Return all the data verbatim but without images.

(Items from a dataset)
- Opening Delimiter -

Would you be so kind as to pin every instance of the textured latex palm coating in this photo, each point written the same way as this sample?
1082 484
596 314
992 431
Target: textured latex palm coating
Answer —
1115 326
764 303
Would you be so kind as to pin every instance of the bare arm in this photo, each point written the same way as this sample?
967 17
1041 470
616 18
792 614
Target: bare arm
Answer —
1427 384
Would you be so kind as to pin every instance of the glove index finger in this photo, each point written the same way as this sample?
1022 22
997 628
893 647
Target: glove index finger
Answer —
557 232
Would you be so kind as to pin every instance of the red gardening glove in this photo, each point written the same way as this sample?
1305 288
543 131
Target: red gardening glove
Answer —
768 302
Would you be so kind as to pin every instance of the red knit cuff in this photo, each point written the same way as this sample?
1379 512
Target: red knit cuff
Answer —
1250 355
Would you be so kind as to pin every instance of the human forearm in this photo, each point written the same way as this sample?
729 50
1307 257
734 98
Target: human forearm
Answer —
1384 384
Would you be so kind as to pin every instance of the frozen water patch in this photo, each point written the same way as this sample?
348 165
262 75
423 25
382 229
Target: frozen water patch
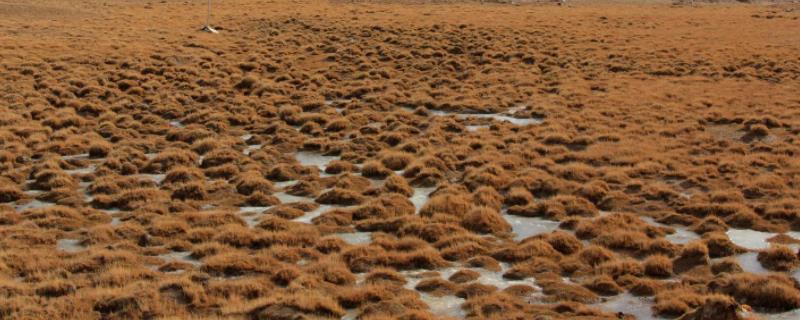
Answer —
441 306
421 196
750 239
444 306
157 178
33 204
639 307
529 226
70 245
180 256
307 158
355 238
82 171
749 263
247 151
81 156
473 128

- Closing Delimiter -

WORKED SOLUTION =
Would you be so kind as to pin every instance of the textured latex palm coating in this photo, each point written the same way as this sample?
1082 484
596 314
992 431
Target: textured latex palm coating
Answer —
1115 326
764 303
Would you be so kind as to pin every instance of the bare arm in this photo, each point written the same way as this sample?
967 17
1041 470
616 18
792 614
Target: bare arm
Answer —
1427 384
Would you be so kind as to pin every instance of the glove index finger in this photo, each point written the same way as this sample?
1022 22
997 628
893 647
Target: glove index finger
Answer —
557 232
Would you be so kind as to pin every instance of the red gardening glove in this photo, each point written the same way as this sample?
1305 288
543 131
Target: red gardening glove
Answer —
768 302
Would you be so kind as to pin every instance of the red knit cuff in this photo, each point written the same way as this sample?
1379 512
Target: red knit cuff
Answer —
1250 355
Would you be so kind as to pin every instance of the human forearm in this photo, each point written the same way as this sample?
729 50
1307 257
734 98
Target: human forearm
Answer —
1384 384
Would you be so kind as to pin every instance of the frozen water patch in this photo, each point written the same way as this sample?
348 165
262 75
423 25
382 229
Target: frozen water patch
Answer —
441 306
421 196
750 239
444 306
157 178
33 204
639 307
529 226
70 245
180 256
307 158
355 238
82 171
749 263
247 151
81 156
473 128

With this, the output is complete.